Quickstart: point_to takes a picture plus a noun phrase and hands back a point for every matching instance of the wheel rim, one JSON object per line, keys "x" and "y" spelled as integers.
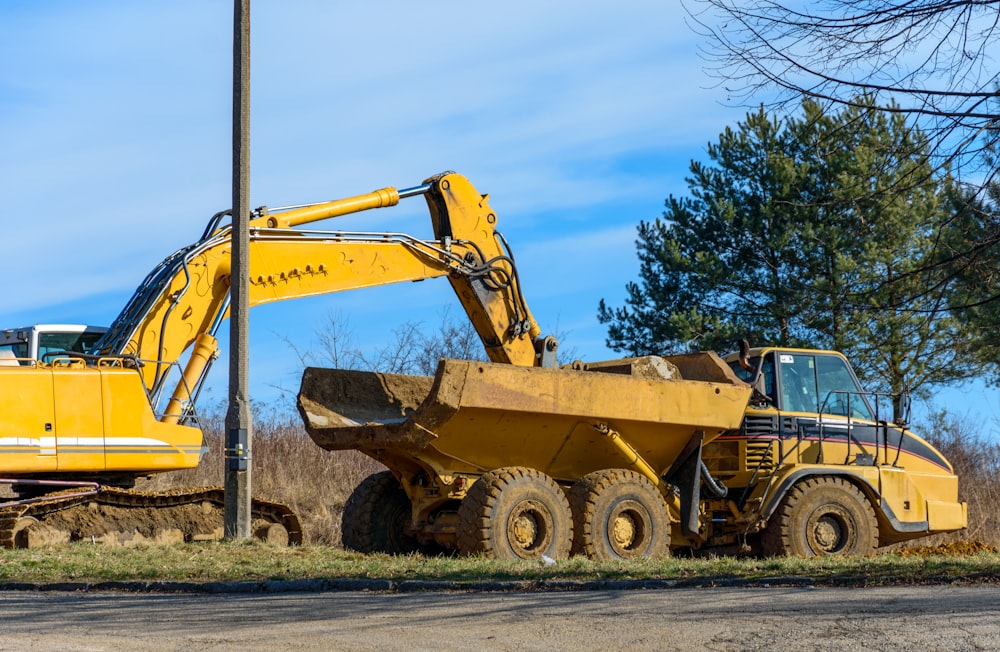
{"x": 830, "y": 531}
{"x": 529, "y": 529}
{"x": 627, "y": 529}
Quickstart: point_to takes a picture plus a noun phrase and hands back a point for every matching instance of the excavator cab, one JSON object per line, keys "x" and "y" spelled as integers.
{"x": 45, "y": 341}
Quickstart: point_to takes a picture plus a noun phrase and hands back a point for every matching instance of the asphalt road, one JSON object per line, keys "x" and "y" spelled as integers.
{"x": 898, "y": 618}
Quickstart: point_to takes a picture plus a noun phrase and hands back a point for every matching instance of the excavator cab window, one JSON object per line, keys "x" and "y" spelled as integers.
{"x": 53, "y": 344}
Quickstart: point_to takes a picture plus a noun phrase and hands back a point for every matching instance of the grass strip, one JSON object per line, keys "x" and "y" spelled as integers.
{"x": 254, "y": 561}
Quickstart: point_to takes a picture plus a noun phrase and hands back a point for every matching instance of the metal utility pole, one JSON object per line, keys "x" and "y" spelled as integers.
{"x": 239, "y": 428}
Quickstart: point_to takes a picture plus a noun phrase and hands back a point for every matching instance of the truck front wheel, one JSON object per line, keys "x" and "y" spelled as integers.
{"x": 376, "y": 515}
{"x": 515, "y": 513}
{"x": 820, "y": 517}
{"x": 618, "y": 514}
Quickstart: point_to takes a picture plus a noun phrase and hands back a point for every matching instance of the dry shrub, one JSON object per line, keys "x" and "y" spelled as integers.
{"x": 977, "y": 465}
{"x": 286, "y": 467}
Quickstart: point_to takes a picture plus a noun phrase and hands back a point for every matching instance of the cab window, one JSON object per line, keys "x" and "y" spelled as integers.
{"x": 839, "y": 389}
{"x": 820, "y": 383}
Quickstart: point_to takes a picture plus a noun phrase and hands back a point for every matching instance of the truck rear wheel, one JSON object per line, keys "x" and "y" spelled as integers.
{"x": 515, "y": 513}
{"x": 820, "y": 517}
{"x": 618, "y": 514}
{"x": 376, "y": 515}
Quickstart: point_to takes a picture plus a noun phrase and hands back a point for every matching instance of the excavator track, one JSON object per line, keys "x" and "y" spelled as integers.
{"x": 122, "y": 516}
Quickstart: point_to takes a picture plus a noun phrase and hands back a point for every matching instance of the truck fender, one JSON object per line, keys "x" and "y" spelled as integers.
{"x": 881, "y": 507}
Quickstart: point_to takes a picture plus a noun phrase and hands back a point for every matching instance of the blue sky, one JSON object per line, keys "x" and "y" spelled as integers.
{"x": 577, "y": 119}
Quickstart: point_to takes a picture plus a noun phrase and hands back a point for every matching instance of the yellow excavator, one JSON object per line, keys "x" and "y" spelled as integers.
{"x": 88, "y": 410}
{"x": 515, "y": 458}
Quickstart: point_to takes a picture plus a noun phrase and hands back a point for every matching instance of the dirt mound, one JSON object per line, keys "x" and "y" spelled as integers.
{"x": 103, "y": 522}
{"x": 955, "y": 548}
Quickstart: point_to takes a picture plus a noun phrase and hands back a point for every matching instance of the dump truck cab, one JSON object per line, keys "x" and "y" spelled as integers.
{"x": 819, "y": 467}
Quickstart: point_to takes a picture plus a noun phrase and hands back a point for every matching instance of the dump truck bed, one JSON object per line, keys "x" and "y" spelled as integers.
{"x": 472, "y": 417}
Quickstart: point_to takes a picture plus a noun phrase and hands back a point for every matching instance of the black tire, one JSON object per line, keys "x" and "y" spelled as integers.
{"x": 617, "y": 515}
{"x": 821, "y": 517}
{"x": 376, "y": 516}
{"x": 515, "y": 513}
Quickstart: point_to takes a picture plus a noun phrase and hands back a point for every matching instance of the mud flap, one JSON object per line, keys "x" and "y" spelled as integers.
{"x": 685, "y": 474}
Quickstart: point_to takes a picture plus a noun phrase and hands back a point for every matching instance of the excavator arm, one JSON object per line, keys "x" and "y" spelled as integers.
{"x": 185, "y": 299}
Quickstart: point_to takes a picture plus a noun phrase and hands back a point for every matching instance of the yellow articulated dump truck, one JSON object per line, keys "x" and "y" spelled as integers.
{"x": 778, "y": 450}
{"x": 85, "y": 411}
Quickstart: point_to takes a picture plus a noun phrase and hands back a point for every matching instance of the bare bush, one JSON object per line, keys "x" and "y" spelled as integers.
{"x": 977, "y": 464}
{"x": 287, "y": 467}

#####

Stated goal>
Please change every "noun phrase" in these lines to "text label", keeping everything else the same, and omit the pictures from your answer.

Answer below>
Quickstart: point_to takes a picture plus a text label and hands back a point for every matching instance of the wheel rim, one JSON object per line, keys "x" and "y" spelled as integers.
{"x": 830, "y": 531}
{"x": 529, "y": 529}
{"x": 627, "y": 529}
Quickstart: point_to takes a picture plus a text label and hands back a point for every matching instance of the excavator cab, one JSON object per line, keys "x" and "y" spelled as integers.
{"x": 45, "y": 341}
Quickstart: point_to takes a picture plus a text label and hands back a point for every matching instance of the asphalt road, one JSON object per line, keys "x" and "y" spelled as integers.
{"x": 898, "y": 618}
Quickstart: point_to takes a picture plus a text label and hands back a point for every matching instance of the excavator cab window, one JSON object per line, keys "x" and "y" spelled as integers.
{"x": 53, "y": 344}
Quickstart: point_to takes a picture plus a text label and hands back a point for every matching instance of the grass strip, one JSON object per line, keys "x" and "y" spelled as integers.
{"x": 254, "y": 561}
Quickstart: point_to takes a picture plus a text label and hands back a point for every matching instance of the metal utility pole, one JSON object per line, keys "x" and "y" spelled as integers.
{"x": 239, "y": 428}
Quickstart: point_to takes a picture plus a text label and hands back a point for every matching instance of the truck front wheel, one JSON object per line, keys "x" and "y" spelled as integers.
{"x": 376, "y": 515}
{"x": 515, "y": 513}
{"x": 820, "y": 517}
{"x": 618, "y": 514}
Quickstart: point_to takes a picture plus a text label and hands back a point for every matching instance of the dry shrub, one JSON object per line, keys "x" and "y" spelled as integers.
{"x": 977, "y": 465}
{"x": 286, "y": 467}
Quickstart: point_to takes a picture plus a text label and hands back a point for every matching instance of the cab window, one JSON object per line, keys "x" and "y" spelled as integers.
{"x": 839, "y": 389}
{"x": 820, "y": 383}
Quickstart: point_to takes a picture plus a text label and hands back a point for every matching instance of the truck rear wheel, one JSON object per line, keys "x" and "y" spelled as integers.
{"x": 515, "y": 513}
{"x": 820, "y": 517}
{"x": 618, "y": 514}
{"x": 376, "y": 515}
Quickstart: point_to takes a picture plus a text label and hands back a point for every matching instance of the excavator track, one JSON object per line, keys "x" and "y" spelled as integers.
{"x": 122, "y": 516}
Quickstart: point_to takes a picture plus a text label and hands back a point for every matching instance of the truck fender, one JSON object per line, keys "x" and "y" spelled as integers.
{"x": 881, "y": 507}
Quickstart: point_to takes a picture plus a text label and hands back a point for every matching instance of the blue sky, one JSON object per line, keys "x" and "y" spelled as integers.
{"x": 577, "y": 119}
Quickstart: point_to takes a picture plus a text label and hands back a point for every matching instance of the yellow excavator, one JSON object per line, keys "x" and "y" spelled as integers.
{"x": 88, "y": 410}
{"x": 515, "y": 458}
Quickstart: point_to takes a picture plus a text label and hands back a point for every matching instance of the dirt mound, one JSON object per line, keys "x" and "y" spelled as integers.
{"x": 103, "y": 522}
{"x": 955, "y": 548}
Quickstart: point_to takes a picture plus a text label and hands back a point for every matching instance of the dump truck cab, one JSON object per line, keys "x" and "y" spelled as integers.
{"x": 819, "y": 467}
Quickstart: point_to takes a picture plus a text label and hands back a point for every matching instance of the dump truck bed, one JSON object per line, keys "x" and "y" spelled as integers.
{"x": 472, "y": 417}
Quickstart: point_to takes a picture plus a text label and hands back a point for every matching instance of the black tire, one JSON object per line, keys "x" and "y" spelled as integers.
{"x": 617, "y": 515}
{"x": 821, "y": 517}
{"x": 376, "y": 516}
{"x": 515, "y": 513}
Quickstart: point_to takes a picture plus a text label and hands back a point for every matching instance of the mud flap, one JSON object per line, keys "x" and "y" spelled as integers.
{"x": 685, "y": 474}
Quickstart: point_to takes a picture plus a text label and hands back a point for every matching instance of the excavator arm, one JSON object per line, keys "x" and "y" spelled as integers.
{"x": 185, "y": 299}
Quickstart: point_to takes a picture plus a text label and hands back a point for every matching instance of the yellow articulated dump truck, one JSON object per line, keys "x" and "y" spelled as integers.
{"x": 778, "y": 450}
{"x": 85, "y": 411}
Quickstart: point_to takes a picture plus a text label and hands back a point for every matching instance of the bare bush, one JSON object per line, keys "x" and "y" spelled as integers.
{"x": 977, "y": 464}
{"x": 287, "y": 467}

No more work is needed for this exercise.